Task to carry out >> Rewrite the rows below, changing each "clicks" to "points" and leaving everything else the same. Omit the pictures.

The data >>
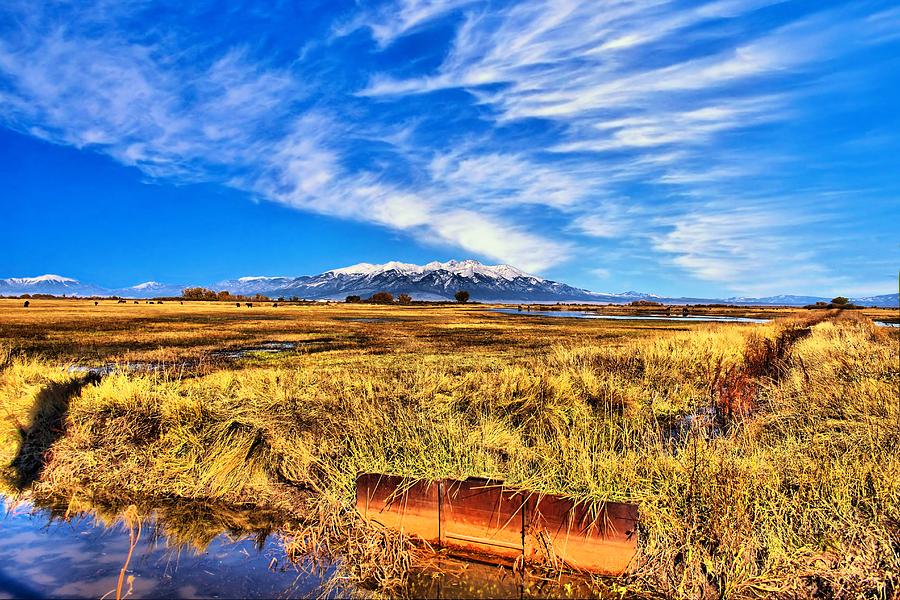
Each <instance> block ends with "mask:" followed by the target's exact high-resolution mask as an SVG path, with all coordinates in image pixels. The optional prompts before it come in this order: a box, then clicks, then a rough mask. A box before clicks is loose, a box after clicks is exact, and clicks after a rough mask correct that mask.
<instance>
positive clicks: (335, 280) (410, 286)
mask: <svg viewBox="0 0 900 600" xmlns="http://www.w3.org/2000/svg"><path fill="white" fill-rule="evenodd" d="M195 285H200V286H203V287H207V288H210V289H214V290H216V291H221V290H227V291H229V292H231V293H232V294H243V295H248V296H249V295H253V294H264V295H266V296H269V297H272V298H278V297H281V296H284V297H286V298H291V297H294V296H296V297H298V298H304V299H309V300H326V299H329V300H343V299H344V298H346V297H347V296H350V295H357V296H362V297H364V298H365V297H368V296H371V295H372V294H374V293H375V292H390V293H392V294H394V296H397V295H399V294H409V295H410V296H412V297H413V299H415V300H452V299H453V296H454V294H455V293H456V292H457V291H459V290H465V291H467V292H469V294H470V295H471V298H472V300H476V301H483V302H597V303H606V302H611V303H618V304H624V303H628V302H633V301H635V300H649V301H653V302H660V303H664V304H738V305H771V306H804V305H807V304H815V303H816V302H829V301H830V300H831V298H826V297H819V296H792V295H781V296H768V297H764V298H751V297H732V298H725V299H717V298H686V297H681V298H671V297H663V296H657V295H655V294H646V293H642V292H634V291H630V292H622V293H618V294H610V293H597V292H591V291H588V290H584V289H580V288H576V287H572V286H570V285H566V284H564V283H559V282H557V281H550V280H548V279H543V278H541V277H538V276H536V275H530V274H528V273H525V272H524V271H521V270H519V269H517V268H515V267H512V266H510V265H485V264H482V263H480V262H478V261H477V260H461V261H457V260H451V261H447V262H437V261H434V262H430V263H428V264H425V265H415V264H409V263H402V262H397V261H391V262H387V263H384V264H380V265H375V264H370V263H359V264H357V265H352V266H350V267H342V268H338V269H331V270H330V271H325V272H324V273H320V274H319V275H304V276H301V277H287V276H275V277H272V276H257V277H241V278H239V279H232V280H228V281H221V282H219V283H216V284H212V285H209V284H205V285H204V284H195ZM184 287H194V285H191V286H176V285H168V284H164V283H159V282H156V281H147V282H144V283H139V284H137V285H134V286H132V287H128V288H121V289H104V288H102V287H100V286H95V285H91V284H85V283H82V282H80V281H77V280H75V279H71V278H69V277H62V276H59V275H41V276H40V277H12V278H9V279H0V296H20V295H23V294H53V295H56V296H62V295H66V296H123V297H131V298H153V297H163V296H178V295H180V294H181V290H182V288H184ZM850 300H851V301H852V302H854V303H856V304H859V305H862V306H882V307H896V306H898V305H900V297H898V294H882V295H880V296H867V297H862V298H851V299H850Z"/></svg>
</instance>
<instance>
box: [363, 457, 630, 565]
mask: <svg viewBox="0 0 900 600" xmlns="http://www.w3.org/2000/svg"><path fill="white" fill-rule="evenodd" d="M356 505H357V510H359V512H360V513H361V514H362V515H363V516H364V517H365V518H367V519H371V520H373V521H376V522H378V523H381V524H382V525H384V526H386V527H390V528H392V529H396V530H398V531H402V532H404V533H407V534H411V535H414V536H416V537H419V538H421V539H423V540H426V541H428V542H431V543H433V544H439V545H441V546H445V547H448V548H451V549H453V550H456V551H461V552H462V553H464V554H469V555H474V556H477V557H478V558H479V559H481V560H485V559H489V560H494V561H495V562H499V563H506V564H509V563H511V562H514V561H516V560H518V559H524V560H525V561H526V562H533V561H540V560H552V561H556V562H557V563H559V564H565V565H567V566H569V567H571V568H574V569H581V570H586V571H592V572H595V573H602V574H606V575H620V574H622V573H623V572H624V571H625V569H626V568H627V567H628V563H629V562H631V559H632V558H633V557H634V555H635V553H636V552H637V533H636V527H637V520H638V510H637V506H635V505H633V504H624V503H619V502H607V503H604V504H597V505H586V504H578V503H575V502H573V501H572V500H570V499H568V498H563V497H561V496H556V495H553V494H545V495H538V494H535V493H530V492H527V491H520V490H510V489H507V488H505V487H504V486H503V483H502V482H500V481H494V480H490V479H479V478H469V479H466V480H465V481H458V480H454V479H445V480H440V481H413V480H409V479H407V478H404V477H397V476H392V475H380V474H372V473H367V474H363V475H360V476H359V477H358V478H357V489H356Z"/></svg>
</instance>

Response box >>
Each <instance> block ends with "mask:" followed by the target's exact high-resolution mask as an SVG path, with all coordinates in image pixels. The optional prompts before it come in this order: a box, then points, then a rough mask. A box before points is loose, a box after points is exact, and points after a rough mask correct that mask.
<instance>
positive points: (335, 280) (410, 286)
mask: <svg viewBox="0 0 900 600" xmlns="http://www.w3.org/2000/svg"><path fill="white" fill-rule="evenodd" d="M195 285H200V286H203V287H207V288H210V289H214V290H216V291H221V290H227V291H229V292H231V293H232V294H243V295H248V296H249V295H253V294H264V295H266V296H269V297H272V298H278V297H281V296H284V297H286V298H291V297H294V296H296V297H298V298H304V299H309V300H326V299H329V300H343V299H344V298H346V297H347V296H350V295H357V296H362V297H364V298H365V297H368V296H371V295H372V294H374V293H375V292H390V293H392V294H394V296H397V295H399V294H409V295H410V296H412V297H413V299H415V300H452V299H453V296H454V294H455V293H456V292H457V291H459V290H465V291H467V292H469V294H470V295H471V298H472V300H476V301H483V302H597V303H606V302H611V303H618V304H624V303H628V302H633V301H635V300H649V301H653V302H660V303H664V304H738V305H771V306H804V305H807V304H815V303H816V302H829V301H830V300H831V298H826V297H819V296H792V295H781V296H768V297H764V298H751V297H732V298H725V299H717V298H686V297H681V298H671V297H663V296H657V295H655V294H646V293H642V292H634V291H630V292H622V293H618V294H610V293H597V292H591V291H588V290H584V289H580V288H576V287H572V286H570V285H566V284H564V283H559V282H557V281H550V280H548V279H543V278H541V277H538V276H536V275H530V274H528V273H525V272H524V271H521V270H519V269H517V268H515V267H512V266H510V265H485V264H482V263H480V262H478V261H477V260H461V261H457V260H451V261H447V262H437V261H434V262H430V263H428V264H425V265H415V264H409V263H402V262H397V261H391V262H387V263H384V264H380V265H375V264H370V263H359V264H357V265H352V266H350V267H342V268H338V269H331V270H330V271H325V272H324V273H320V274H319V275H304V276H301V277H287V276H275V277H272V276H257V277H241V278H239V279H232V280H228V281H221V282H219V283H216V284H212V285H209V284H205V285H204V284H195ZM184 287H194V285H191V286H176V285H168V284H164V283H159V282H156V281H147V282H144V283H139V284H137V285H134V286H132V287H128V288H121V289H104V288H102V287H100V286H95V285H91V284H85V283H82V282H80V281H77V280H75V279H71V278H69V277H62V276H59V275H41V276H40V277H12V278H9V279H0V296H20V295H23V294H53V295H56V296H62V295H66V296H123V297H131V298H153V297H163V296H178V295H180V294H181V290H182V288H184ZM850 300H851V301H852V302H854V303H856V304H859V305H862V306H882V307H896V306H898V305H900V297H898V294H882V295H880V296H867V297H862V298H851V299H850Z"/></svg>
</instance>
<instance>
box: [363, 457, 630, 565]
mask: <svg viewBox="0 0 900 600" xmlns="http://www.w3.org/2000/svg"><path fill="white" fill-rule="evenodd" d="M356 505H357V510H359V512H360V513H361V514H362V515H363V516H364V517H365V518H367V519H371V520H373V521H376V522H378V523H381V524H382V525H384V526H386V527H390V528H392V529H396V530H398V531H402V532H404V533H407V534H411V535H414V536H416V537H419V538H421V539H423V540H426V541H428V542H431V543H433V544H439V545H441V546H445V547H448V548H451V549H453V550H456V551H461V552H462V553H464V554H469V555H474V556H477V557H478V558H479V559H481V560H485V559H489V560H494V561H495V562H499V563H506V564H509V563H511V562H514V561H516V560H518V559H524V560H525V561H526V562H533V561H540V560H552V561H556V562H557V563H559V564H565V565H567V566H569V567H571V568H574V569H581V570H586V571H592V572H595V573H602V574H606V575H620V574H622V573H623V572H624V571H625V569H626V568H627V567H628V563H629V562H631V559H632V558H633V557H634V555H635V553H636V552H637V533H636V527H637V520H638V510H637V506H635V505H633V504H624V503H619V502H607V503H604V504H597V505H586V504H578V503H575V502H573V501H572V500H570V499H568V498H563V497H561V496H556V495H553V494H545V495H538V494H535V493H530V492H527V491H520V490H510V489H507V488H505V487H504V486H503V483H502V482H500V481H494V480H490V479H479V478H469V479H466V480H465V481H458V480H454V479H445V480H440V481H413V480H409V479H407V478H404V477H397V476H392V475H380V474H372V473H367V474H363V475H360V476H359V477H358V478H357V489H356Z"/></svg>
</instance>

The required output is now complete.